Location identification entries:
►

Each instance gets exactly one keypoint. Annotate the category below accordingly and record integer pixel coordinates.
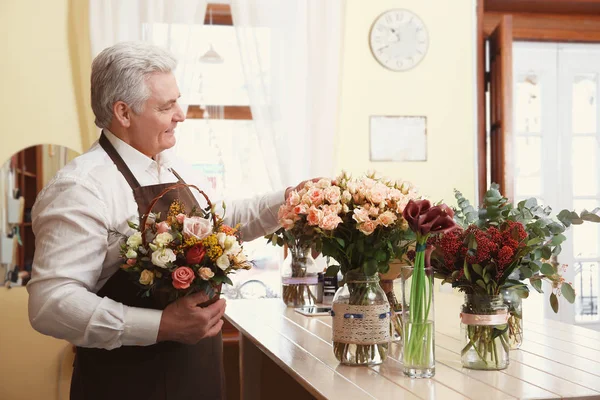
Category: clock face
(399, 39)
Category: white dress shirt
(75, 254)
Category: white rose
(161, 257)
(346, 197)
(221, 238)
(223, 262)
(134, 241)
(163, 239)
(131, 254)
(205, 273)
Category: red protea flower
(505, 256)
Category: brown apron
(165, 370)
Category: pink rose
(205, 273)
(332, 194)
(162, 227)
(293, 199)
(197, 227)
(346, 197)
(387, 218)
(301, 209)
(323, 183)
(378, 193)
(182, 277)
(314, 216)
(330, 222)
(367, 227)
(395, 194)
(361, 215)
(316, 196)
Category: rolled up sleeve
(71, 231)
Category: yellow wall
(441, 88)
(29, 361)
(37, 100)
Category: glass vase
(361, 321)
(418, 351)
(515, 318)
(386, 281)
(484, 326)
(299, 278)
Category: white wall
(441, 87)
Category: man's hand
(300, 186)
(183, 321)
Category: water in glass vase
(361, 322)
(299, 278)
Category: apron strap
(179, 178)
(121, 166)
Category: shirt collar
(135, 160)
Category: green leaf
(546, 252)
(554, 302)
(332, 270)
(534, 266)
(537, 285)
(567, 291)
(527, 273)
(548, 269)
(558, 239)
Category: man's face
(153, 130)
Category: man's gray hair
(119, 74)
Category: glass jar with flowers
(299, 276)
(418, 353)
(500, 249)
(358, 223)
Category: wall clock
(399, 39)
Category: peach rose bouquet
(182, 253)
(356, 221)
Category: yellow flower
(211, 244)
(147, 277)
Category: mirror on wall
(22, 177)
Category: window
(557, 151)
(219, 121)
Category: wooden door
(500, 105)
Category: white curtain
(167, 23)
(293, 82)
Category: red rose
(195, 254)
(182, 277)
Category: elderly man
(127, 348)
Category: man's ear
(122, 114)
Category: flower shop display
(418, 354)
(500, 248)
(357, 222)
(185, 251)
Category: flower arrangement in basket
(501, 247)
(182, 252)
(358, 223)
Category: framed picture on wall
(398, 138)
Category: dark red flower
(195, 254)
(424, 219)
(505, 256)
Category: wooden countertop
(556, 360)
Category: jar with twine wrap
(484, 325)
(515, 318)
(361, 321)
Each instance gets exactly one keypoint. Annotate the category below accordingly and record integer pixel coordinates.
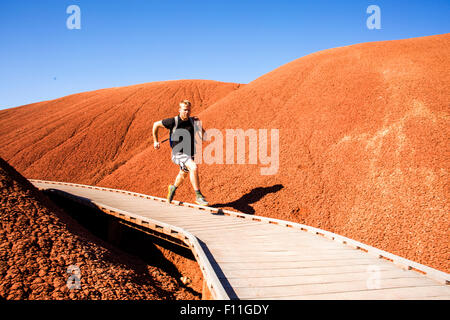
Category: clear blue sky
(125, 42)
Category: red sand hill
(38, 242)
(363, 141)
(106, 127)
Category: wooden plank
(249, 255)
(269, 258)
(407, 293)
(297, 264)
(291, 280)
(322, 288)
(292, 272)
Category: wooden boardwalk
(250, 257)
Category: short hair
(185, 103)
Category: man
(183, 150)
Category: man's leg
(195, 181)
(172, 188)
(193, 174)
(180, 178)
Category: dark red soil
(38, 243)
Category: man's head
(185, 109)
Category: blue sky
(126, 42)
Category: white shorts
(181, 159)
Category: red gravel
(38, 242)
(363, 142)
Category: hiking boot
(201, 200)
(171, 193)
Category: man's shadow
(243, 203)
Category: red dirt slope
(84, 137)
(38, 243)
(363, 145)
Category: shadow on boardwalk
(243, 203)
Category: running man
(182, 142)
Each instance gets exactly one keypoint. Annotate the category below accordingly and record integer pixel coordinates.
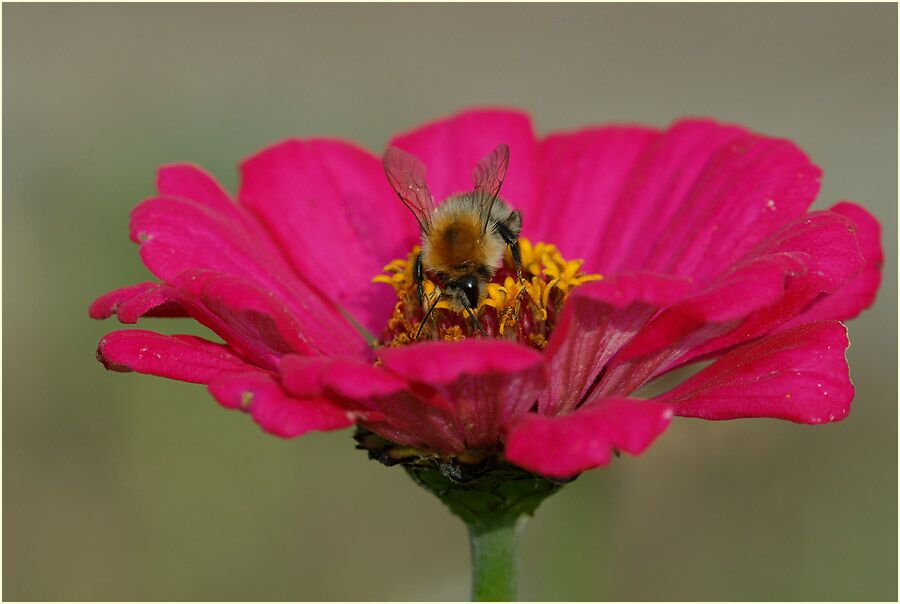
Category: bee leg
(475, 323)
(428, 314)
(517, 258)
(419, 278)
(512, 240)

◄

Challenge:
Rewrite every line of the rows above as a numbered list. Skip blank lines and leave the pictures out.

Exercise response:
1. Each instance gets exactly one keypoint. Annotate the category below accordingly and record integer pixel coordinates.
2. Category: clock face
3. (399, 39)
4. Category: white dress shirt
5. (75, 254)
6. Category: white rose
7. (161, 257)
8. (346, 197)
9. (221, 238)
10. (223, 262)
11. (134, 241)
12. (163, 239)
13. (131, 254)
14. (205, 273)
15. Category: red protea flower
16. (505, 256)
17. Category: brown apron
18. (165, 370)
19. Category: pink rose
20. (205, 273)
21. (332, 194)
22. (162, 227)
23. (293, 199)
24. (197, 227)
25. (346, 197)
26. (387, 218)
27. (301, 209)
28. (323, 183)
29. (378, 193)
30. (182, 277)
31. (314, 216)
32. (330, 222)
33. (367, 227)
34. (395, 194)
35. (361, 215)
36. (316, 196)
37. Category: rolled up sleeve
38. (71, 231)
39. Category: yellow wall
40. (441, 88)
41. (29, 361)
42. (37, 100)
43. Category: glass vase
44. (361, 321)
45. (418, 351)
46. (515, 318)
47. (386, 281)
48. (484, 326)
49. (299, 278)
50. Category: white wall
51. (441, 87)
52. Category: man's hand
53. (300, 186)
54. (183, 321)
55. Category: water in glass vase
56. (361, 322)
57. (299, 278)
58. Category: apron strap
59. (179, 178)
60. (121, 166)
61. Category: shirt collar
62. (135, 160)
63. Category: green leaf
64. (546, 252)
65. (554, 302)
66. (332, 270)
67. (534, 266)
68. (537, 285)
69. (567, 291)
70. (527, 273)
71. (548, 269)
72. (558, 239)
73. Category: man's face
74. (153, 130)
75. Category: man's gray hair
76. (119, 74)
77. Category: glass jar with flowers
78. (299, 276)
79. (418, 353)
80. (500, 249)
81. (358, 223)
82. Category: wall clock
83. (399, 39)
84. Category: peach rose bouquet
85. (182, 253)
86. (356, 221)
87. Category: yellow flower
88. (211, 244)
89. (147, 277)
90. Category: mirror on wall
91. (22, 177)
92. Category: window
93. (557, 151)
94. (219, 121)
95. Category: wooden door
96. (500, 105)
97. Category: white curtain
98. (167, 23)
99. (293, 82)
100. Category: red rose
101. (195, 254)
102. (182, 277)
103. Category: elderly man
104. (127, 348)
105. Category: man's ear
106. (122, 114)
107. Category: flower shop display
108. (418, 354)
109. (500, 248)
110. (357, 222)
111. (185, 251)
112. Category: flower arrangement in basket
113. (501, 247)
114. (182, 252)
115. (358, 223)
116. Category: framed picture on wall
117. (398, 138)
118. Category: dark red flower
119. (195, 254)
120. (424, 219)
121. (505, 256)
122. Category: wooden countertop
123. (556, 360)
124. Category: jar with twine wrap
125. (484, 325)
126. (515, 318)
127. (361, 321)
128. Each instance gets exactly one keypoint. Annotate the category below accordingly and record integer pixel coordinates.
129. Category: clear blue sky
130. (125, 42)
131. Category: red sand hill
132. (38, 242)
133. (363, 141)
134. (106, 127)
135. Category: wooden plank
136. (249, 255)
137. (269, 258)
138. (407, 293)
139. (297, 264)
140. (291, 280)
141. (322, 288)
142. (292, 272)
143. Category: wooden boardwalk
144. (250, 257)
145. Category: short hair
146. (185, 103)
147. Category: man
148. (183, 150)
149. Category: man's leg
150. (195, 181)
151. (172, 188)
152. (193, 174)
153. (180, 178)
154. Category: dark red soil
155. (38, 243)
156. Category: man's head
157. (185, 109)
158. Category: blue sky
159. (126, 42)
160. Category: white shorts
161. (181, 159)
162. Category: red gravel
163. (38, 242)
164. (363, 142)
165. Category: hiking boot
166. (201, 200)
167. (171, 193)
168. Category: man's shadow
169. (243, 203)
170. Category: red dirt slope
171. (84, 137)
172. (38, 243)
173. (363, 145)
174. Category: shadow on boardwalk
175. (243, 203)
176. Category: running man
177. (182, 142)
178. Each instance gets exactly one keypoint. Annotate the category below accordingly and record integer pixel coordinates.
179. Category: bee leg
180. (475, 323)
181. (428, 314)
182. (517, 258)
183. (419, 278)
184. (512, 240)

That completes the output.